(Excerpts of location labeling data)

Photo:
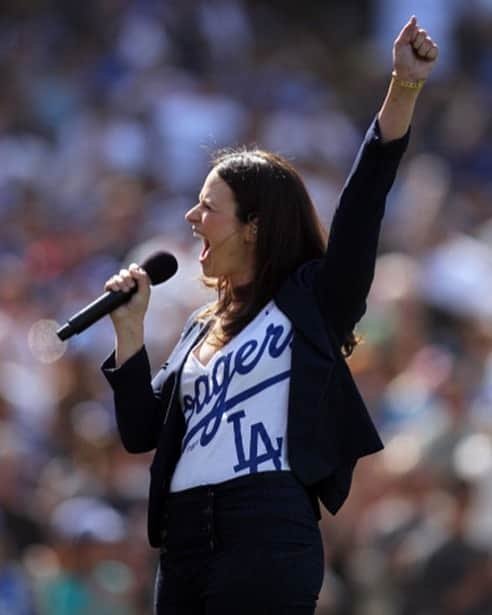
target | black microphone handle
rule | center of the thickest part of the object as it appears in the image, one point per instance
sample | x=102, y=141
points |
x=93, y=312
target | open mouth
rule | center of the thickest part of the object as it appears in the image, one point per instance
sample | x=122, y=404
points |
x=205, y=249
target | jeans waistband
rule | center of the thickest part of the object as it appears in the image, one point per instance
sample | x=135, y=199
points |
x=268, y=479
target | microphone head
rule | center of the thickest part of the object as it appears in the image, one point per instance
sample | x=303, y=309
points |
x=160, y=267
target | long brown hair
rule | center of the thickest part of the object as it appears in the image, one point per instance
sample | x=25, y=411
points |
x=269, y=192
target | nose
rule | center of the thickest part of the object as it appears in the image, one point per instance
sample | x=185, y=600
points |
x=193, y=214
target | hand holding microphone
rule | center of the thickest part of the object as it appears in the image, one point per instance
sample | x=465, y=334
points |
x=120, y=290
x=135, y=282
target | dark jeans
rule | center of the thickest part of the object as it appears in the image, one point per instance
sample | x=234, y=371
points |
x=250, y=545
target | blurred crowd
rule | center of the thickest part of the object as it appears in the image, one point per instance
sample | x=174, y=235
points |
x=109, y=113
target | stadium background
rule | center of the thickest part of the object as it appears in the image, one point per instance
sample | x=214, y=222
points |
x=109, y=111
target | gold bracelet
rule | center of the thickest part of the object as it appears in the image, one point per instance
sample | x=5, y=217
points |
x=411, y=85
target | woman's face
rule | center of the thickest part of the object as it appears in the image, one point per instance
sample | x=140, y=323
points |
x=228, y=244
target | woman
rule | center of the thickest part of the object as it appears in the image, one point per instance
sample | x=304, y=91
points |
x=255, y=416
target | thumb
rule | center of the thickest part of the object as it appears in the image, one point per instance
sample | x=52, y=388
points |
x=408, y=33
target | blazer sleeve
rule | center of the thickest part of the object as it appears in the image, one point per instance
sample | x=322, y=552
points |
x=345, y=274
x=139, y=401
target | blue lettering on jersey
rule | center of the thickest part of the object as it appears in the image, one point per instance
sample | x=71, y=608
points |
x=214, y=388
x=257, y=432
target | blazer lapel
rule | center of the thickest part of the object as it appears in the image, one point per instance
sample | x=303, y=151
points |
x=293, y=301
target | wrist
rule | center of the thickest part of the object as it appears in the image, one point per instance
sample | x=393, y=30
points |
x=407, y=82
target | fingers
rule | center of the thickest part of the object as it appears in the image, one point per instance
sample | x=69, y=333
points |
x=408, y=33
x=126, y=279
x=423, y=45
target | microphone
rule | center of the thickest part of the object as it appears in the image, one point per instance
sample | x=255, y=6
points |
x=159, y=267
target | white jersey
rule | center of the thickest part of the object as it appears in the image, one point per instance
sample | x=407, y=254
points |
x=235, y=407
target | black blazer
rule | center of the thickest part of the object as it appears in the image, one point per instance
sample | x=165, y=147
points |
x=329, y=427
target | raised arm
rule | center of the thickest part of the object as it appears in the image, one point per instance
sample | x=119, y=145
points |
x=414, y=55
x=347, y=269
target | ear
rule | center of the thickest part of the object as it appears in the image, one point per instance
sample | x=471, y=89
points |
x=251, y=232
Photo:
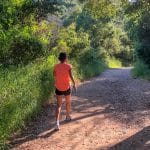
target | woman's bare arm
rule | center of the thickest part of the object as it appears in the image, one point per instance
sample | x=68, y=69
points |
x=72, y=79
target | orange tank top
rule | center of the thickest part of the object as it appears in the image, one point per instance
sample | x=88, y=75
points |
x=62, y=76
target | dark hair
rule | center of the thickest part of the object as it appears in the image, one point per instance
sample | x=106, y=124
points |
x=62, y=56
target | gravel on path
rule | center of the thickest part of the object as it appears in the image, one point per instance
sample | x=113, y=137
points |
x=110, y=112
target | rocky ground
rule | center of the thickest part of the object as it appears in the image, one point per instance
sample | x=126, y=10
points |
x=110, y=112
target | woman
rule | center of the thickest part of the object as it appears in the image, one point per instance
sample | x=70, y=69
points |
x=63, y=76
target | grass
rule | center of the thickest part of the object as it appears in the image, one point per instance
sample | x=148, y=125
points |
x=113, y=63
x=141, y=70
x=23, y=90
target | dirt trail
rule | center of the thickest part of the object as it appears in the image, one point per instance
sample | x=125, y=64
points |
x=110, y=112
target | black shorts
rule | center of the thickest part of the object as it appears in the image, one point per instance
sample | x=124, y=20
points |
x=66, y=93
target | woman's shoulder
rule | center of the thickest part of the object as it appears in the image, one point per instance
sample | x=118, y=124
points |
x=68, y=65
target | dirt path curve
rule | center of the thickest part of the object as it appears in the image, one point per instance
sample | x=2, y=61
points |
x=110, y=112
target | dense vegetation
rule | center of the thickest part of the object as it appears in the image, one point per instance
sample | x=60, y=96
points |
x=95, y=34
x=138, y=28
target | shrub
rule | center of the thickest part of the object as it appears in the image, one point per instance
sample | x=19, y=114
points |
x=141, y=70
x=23, y=91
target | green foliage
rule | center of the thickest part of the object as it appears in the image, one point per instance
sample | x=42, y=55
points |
x=141, y=70
x=113, y=63
x=90, y=64
x=23, y=90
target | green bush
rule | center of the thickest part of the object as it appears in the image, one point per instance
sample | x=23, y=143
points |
x=90, y=64
x=141, y=70
x=23, y=91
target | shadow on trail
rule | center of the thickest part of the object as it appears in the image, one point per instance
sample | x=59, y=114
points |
x=112, y=95
x=139, y=141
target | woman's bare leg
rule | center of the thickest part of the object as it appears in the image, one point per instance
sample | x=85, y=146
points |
x=68, y=105
x=58, y=108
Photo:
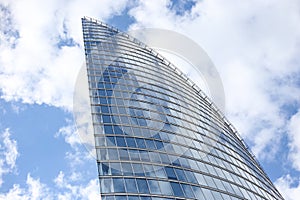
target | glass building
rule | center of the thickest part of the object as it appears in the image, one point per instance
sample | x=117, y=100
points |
x=156, y=136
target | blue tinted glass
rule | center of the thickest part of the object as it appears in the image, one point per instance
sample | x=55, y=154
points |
x=121, y=141
x=191, y=177
x=142, y=186
x=140, y=143
x=188, y=191
x=154, y=187
x=106, y=186
x=111, y=141
x=119, y=185
x=133, y=198
x=104, y=169
x=103, y=100
x=113, y=154
x=108, y=129
x=106, y=118
x=130, y=142
x=181, y=175
x=165, y=187
x=170, y=173
x=131, y=186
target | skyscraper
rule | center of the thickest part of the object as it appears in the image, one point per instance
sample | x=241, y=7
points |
x=156, y=136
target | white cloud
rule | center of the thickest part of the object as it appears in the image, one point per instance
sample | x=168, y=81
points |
x=294, y=143
x=89, y=191
x=8, y=154
x=289, y=187
x=35, y=190
x=33, y=68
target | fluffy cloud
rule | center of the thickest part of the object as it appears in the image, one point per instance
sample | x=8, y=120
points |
x=35, y=190
x=294, y=133
x=8, y=154
x=254, y=45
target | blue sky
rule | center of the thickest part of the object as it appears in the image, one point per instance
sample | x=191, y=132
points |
x=254, y=46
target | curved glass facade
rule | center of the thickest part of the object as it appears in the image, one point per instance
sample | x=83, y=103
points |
x=156, y=136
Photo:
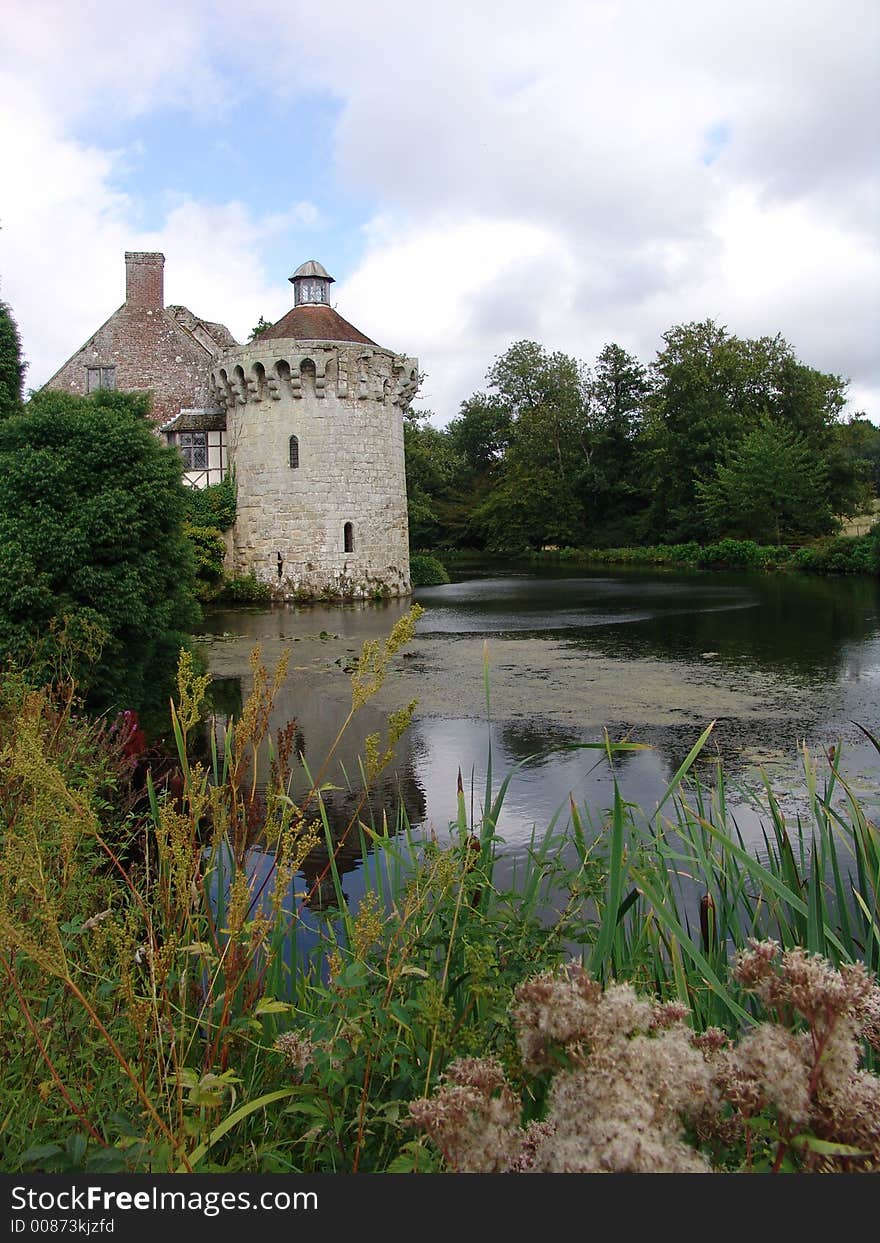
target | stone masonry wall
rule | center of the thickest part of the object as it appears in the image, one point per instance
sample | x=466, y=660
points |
x=344, y=405
x=146, y=344
x=149, y=351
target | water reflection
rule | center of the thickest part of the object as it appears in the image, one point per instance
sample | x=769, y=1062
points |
x=653, y=655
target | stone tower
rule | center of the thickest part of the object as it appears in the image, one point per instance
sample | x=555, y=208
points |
x=315, y=435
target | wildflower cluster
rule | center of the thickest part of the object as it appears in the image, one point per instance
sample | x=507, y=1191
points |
x=633, y=1089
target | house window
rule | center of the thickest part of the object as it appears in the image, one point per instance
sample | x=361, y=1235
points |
x=194, y=449
x=100, y=377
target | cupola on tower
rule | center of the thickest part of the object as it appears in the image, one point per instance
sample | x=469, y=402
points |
x=315, y=436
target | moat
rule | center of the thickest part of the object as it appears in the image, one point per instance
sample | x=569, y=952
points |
x=651, y=656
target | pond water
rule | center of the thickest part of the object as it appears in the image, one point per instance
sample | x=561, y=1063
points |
x=650, y=656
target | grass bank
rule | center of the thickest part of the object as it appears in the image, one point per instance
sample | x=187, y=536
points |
x=835, y=554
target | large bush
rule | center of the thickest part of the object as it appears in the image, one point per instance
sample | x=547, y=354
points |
x=91, y=546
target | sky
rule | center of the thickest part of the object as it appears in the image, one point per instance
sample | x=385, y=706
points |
x=573, y=172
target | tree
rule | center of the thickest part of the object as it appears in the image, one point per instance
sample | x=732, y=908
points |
x=481, y=433
x=709, y=390
x=613, y=487
x=772, y=489
x=434, y=471
x=538, y=485
x=11, y=368
x=91, y=510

§ **What is expected**: Please arrange the stretch of the listing from the line containing "target | white jersey" through the line containing "x=347, y=269" as a JSON list of strings, one string per line, with blank lines left out and no other lines included.

§ **The reply**:
[
  "target | white jersey",
  "rule | center of the thickest part of the object as it appears in the image, one point per instance",
  "sample | x=407, y=254",
  "points |",
  "x=235, y=407",
  "target | black blazer",
  "rule | center of the thickest part of the object as it appears in the image, one point per instance",
  "sample | x=165, y=147",
  "points |",
  "x=329, y=427",
  "target | raised arm",
  "rule | center of the thickest part of the object as it appears in the image, one point per instance",
  "sample | x=119, y=145",
  "points |",
  "x=414, y=55",
  "x=347, y=269"
]